## Extract provided
------------------------------------------------------------------------

Unscrubbed · Episode 2

AI in Medicine — with Panacea AI.

Episode 2 of Unscrubbed. Dr Coory and Jake sit down with Panacea AI to talk about where clinical artificial intelligence actually is in May 2026 — what the AI medical scribe changes in the consulting room, where AI is moving in radiology and clinical decision support, and the AHPRA framework that increasingly shapes how all of this is used in practice.

Watch Episode 2 (above) — or read the long-form companion below.

Why this episode now.

Clinical artificial intelligence has moved from "interesting in theory" to "in the consulting room next door" faster than most surgeons predicted. By May 2026, the AI medical scribe — an ambient-listening tool that drafts the consultation note in real time — is in routine use in a meaningful slice of Australian general practice, and is starting to appear in specialist rooms. Tools that pre-read shoulder MRIs, that flag radiographs for fracture, that re-rank an incoming worklist by clinical urgency, are no longer hypothetical. The question is no longer "will AI come into clinical work" — it is "what does the practice actually do with it, and what does the patient need to know."

Episode 2 is the conversation. The format is the two of us in the rooms, with a guest from Panacea AI — one of the Australian clinical-AI companies whose work sits inside the scribe / clinical-documentation space. The point of the episode is not to sell anything; it is to map honestly where this technology is, what it actually does, and what it does not do.

What clinical AI is in May 2026 — the lay of the land.

Useful to separate four distinct layers of clinical AI in the wild right now, because they have very different evidence bases, very different risks, and very different consent implications:

  1. The AI medical scribe. An ambient tool that listens to the consultation (with consent), drafts the clinical note, structures the history-examination-impression-plan format, and generates the referral letter or post-op letter as a by-product. The clinician edits and signs. The signal here is reduced after-hours documentation time — published Australian general-practice data have shown evening note-writing burden dropping substantially.
  2. AI-assisted image interpretation. Models that pre-read radiographs, ultrasound, MRI and CT, flagging fractures, masses, and time-critical findings before the radiologist reaches them. Currently used as a triage layer, not a replacement for the radiology report. TGA-approved tools include Annalise.ai (Australian-developed, chest and head imaging) and several international platforms.
  3. Clinical decision support. Large-language-model-based tools that summarise a complex chart, surface the relevant guideline, or rephrase a clinical question. These sit closer to "smart search" than "diagnosis"; the published evaluations are mixed and rapidly evolving.
  4. Workflow and operations AI. Booking optimisation, no-show prediction, theatre-list re-ordering, claim-coding suggestions. Unglamorous, increasingly common, and where the productivity story is currently strongest.

Most of the conversation in this episode is about layer 1 (the scribe) and the patient-facing implications of all four.

What Panacea AI is, and why we had them on.

------------------------------------------------------------------------

## What needs to be done
Write the next part of the podcast companion piece on clinical AI, picking up after the heading "What Panacea AI is, and why we had them on." The data records that come next were taken from a different source than the podcast companion piece.

Data records
------------------------------------------------------------------------

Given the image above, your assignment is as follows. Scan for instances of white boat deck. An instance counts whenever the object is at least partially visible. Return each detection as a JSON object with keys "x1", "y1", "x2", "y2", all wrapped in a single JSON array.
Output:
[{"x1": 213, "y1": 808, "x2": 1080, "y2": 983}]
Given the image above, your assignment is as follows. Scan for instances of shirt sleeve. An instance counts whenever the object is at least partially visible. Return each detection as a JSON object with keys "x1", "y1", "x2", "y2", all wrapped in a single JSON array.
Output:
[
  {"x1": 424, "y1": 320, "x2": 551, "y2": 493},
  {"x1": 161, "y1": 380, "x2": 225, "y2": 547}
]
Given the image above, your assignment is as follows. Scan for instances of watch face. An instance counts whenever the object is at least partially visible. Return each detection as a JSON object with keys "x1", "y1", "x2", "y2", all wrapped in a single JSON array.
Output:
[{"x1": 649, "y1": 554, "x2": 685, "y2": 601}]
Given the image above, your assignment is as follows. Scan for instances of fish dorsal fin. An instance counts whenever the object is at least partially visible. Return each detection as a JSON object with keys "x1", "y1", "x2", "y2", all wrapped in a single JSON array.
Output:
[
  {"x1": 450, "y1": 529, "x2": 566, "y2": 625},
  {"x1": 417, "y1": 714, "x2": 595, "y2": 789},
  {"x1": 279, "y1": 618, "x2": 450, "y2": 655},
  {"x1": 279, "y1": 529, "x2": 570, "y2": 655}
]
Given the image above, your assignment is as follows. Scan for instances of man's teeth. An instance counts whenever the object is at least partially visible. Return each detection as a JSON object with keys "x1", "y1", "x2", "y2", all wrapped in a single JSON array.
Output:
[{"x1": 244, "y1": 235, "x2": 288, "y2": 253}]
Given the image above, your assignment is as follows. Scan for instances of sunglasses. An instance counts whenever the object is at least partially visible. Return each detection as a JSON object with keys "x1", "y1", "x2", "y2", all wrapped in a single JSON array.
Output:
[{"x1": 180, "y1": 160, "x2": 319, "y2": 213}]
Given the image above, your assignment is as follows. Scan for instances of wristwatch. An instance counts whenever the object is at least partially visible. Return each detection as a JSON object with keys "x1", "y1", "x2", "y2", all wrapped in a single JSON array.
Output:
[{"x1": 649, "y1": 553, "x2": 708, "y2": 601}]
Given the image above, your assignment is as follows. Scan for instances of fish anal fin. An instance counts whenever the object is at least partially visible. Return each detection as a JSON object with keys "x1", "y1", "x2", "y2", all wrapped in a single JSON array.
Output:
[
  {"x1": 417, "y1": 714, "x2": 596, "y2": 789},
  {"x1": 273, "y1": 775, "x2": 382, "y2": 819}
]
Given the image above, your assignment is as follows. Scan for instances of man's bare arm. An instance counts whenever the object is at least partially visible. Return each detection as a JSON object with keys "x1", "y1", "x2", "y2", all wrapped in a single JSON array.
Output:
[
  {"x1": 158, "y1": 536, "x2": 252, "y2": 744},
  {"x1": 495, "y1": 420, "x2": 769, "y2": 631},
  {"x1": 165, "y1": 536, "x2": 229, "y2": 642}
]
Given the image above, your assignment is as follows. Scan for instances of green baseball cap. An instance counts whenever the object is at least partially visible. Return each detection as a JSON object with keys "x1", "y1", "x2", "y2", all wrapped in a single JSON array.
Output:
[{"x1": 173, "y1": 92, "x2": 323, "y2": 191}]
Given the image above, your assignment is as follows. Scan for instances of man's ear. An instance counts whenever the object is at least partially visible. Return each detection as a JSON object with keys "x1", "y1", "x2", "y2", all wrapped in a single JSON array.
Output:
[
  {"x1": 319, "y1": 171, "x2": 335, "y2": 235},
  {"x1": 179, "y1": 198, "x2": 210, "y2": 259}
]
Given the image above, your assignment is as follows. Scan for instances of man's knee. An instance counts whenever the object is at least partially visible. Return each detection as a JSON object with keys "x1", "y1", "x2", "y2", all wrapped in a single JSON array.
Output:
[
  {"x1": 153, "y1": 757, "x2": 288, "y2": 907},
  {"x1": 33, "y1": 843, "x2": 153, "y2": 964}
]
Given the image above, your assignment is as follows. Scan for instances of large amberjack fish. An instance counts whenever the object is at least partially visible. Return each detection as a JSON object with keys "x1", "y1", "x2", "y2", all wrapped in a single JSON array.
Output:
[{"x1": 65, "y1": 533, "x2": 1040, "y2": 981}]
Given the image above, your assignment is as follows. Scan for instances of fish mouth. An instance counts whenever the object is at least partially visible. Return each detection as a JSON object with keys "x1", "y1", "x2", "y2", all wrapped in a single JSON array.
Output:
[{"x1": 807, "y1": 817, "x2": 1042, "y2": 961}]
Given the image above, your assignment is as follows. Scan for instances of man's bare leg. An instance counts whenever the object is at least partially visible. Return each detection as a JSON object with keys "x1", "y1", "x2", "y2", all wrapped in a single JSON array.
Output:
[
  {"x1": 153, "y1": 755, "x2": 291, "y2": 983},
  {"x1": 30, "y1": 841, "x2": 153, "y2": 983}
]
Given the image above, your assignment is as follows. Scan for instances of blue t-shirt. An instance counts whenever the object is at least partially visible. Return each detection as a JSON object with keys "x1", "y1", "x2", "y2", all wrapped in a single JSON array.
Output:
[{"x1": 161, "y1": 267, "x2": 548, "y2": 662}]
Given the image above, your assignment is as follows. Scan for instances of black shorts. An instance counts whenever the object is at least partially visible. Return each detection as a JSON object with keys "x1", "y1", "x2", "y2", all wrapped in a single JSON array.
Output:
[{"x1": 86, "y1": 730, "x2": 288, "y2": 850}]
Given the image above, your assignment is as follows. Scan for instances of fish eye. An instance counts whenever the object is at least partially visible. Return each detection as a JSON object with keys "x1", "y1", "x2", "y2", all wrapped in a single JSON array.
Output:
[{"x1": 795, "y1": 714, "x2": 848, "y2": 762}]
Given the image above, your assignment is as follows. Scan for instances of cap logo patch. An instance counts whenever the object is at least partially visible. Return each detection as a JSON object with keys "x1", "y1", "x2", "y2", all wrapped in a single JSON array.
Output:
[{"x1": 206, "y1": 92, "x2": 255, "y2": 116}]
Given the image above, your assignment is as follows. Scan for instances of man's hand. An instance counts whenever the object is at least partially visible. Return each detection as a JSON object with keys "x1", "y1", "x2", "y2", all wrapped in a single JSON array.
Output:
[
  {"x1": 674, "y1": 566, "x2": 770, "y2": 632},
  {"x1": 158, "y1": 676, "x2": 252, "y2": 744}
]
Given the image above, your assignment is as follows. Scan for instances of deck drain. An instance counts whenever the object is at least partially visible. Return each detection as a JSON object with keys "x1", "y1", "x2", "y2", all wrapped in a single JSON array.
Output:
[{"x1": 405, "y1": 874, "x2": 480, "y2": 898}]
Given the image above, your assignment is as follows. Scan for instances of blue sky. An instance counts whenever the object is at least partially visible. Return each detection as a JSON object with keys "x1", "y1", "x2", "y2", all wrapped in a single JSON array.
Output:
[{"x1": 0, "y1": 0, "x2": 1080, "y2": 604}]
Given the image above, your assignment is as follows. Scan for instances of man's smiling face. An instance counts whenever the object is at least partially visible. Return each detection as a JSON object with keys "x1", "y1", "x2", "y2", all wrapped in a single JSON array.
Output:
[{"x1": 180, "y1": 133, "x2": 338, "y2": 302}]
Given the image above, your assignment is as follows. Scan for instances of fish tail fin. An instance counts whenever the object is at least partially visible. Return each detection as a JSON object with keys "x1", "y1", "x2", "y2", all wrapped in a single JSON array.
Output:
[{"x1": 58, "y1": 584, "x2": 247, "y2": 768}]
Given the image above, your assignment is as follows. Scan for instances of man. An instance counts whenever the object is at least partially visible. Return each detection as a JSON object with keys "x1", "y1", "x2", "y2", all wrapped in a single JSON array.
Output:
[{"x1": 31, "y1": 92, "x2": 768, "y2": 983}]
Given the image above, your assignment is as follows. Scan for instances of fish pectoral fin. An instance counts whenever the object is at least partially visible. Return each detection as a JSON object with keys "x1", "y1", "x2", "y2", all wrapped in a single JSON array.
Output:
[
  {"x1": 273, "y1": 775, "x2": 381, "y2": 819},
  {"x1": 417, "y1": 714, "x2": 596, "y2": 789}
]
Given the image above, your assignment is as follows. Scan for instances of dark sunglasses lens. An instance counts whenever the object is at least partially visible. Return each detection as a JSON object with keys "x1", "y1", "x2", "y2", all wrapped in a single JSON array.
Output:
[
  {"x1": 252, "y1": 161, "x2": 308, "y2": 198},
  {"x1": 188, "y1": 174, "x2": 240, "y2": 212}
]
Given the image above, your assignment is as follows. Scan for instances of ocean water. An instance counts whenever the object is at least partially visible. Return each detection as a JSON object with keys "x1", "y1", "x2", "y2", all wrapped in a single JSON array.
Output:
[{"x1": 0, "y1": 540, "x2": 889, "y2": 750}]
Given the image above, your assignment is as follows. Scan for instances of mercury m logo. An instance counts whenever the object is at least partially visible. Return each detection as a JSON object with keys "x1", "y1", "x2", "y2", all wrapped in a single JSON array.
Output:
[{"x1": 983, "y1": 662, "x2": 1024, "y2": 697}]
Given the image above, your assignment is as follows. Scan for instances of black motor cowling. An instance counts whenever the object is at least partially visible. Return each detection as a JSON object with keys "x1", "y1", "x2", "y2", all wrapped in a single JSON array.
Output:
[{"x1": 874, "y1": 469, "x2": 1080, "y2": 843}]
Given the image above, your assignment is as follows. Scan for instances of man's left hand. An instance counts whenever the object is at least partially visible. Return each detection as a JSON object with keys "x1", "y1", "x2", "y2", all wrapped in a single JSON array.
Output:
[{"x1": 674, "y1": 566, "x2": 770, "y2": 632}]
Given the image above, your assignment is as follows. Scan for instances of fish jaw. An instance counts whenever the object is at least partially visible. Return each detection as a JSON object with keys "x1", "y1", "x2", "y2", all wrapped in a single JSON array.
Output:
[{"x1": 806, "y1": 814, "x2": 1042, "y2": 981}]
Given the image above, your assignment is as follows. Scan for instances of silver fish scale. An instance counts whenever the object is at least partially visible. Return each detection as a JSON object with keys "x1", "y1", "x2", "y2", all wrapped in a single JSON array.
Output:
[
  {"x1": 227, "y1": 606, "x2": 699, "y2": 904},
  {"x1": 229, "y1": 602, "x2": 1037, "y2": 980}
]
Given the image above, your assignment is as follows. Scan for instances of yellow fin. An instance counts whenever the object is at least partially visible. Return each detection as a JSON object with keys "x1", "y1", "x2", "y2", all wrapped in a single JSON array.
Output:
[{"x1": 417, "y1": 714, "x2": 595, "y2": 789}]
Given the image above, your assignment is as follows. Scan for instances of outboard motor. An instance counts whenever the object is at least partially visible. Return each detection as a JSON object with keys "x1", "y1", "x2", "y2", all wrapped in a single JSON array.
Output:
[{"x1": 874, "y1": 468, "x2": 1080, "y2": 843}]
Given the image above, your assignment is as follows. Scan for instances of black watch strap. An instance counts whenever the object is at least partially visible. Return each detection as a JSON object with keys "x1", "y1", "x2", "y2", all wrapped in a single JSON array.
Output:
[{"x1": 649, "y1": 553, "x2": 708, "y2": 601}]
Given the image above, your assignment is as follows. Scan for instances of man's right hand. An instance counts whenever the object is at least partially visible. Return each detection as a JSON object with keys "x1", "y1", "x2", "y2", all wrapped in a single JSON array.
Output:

------------------------------------------------------------------------

## Solved exercise
Panacea AI is an Australian clinical-AI company working in the medical-scribe / clinical-documentation space. We had them on because the conversation about clinical AI in 2026 is dominated by overseas vendors whose product was not built around Australian clinical realities — MBS item descriptors, the specific shape of a Queensland GP's day, the WorkCover and CTP paperwork, the Medicare referral conventions. A local builder with skin in the game has a different perspective on what is actually buildable for an Australian practice, and we wanted that voice on the record.

This is not an endorsement and this is not a sponsorship — the episode is a conversation, not an advertisement.

What the conversation keeps coming back to.

  • Consent and the patient experience. The medical scribe is recording the consultation. The patient has to know, consent has to be informed, and the recording has to be handled in a way that aligns with the Privacy Act and the AHPRA Code of Conduct. Done well, patients overwhelmingly prefer a consultation where the clinician is looking at them rather than at the screen.
  • The note still belongs to the clinician. The AI drafts; the clinician edits, signs, and is responsible. The medico-legal liability does not transfer to the model. Anyone who treats the AI-drafted note as a finished product is misusing the tool.
  • Hallucination is real and shrinking. Earlier-generation scribes occasionally inserted findings that were not in the audio. Current-generation models with Australian clinical training data hallucinate less but the risk is non-zero. Editing matters.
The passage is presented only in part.